# Aim
Update the rows below by swapping each "photograph" for "image" and leaving everything else as it is. Don't include the pictures in your answer.
══ Material for the task ══
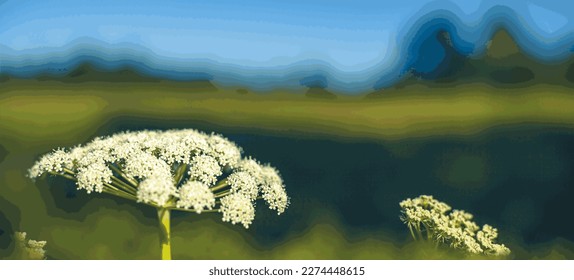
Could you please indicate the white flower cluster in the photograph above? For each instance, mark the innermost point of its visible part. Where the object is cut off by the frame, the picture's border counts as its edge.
(175, 169)
(456, 229)
(29, 249)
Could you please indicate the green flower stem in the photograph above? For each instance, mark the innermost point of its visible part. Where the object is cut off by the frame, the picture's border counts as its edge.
(124, 186)
(220, 185)
(179, 173)
(222, 194)
(412, 232)
(133, 182)
(164, 238)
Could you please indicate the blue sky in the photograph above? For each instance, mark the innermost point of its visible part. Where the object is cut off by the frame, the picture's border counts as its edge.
(350, 36)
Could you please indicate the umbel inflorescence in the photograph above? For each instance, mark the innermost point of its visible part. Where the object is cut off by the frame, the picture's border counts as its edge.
(183, 170)
(174, 169)
(433, 218)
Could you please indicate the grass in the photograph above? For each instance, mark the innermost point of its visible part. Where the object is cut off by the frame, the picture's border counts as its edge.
═══
# Response
Could you please indicate the white flower cluster in the image above? For each instance, mark the innermost point of its visible part. Where the object is cut off by the frame, the picture's border counts as its edge.
(175, 169)
(456, 229)
(29, 249)
Could you please indicate the green flower stem in the image above? For each instance, mark the innermost point of its visible part. Where the object is cut off by the frame, the picture's border counts as its edge.
(124, 186)
(220, 185)
(179, 173)
(222, 194)
(412, 232)
(133, 182)
(164, 238)
Could you please indicate the blue sky in the image above? For each instance, mark the innermost point of its visible part. Where the object is cut off by the frame, the picture's border counts as its edge.
(350, 36)
Could you please indicate the umbel inflorescence in the image above? For each instance, mark the innermost point of its visible part. Where the object is cut off by the frame, the picture's border counts as its edge.
(183, 170)
(174, 169)
(433, 218)
Could you please indicate the grass in the image above? For each instance, mark the innermost point of its visible part. Where the object is cut off by the frame, the picture's border counts as its edge.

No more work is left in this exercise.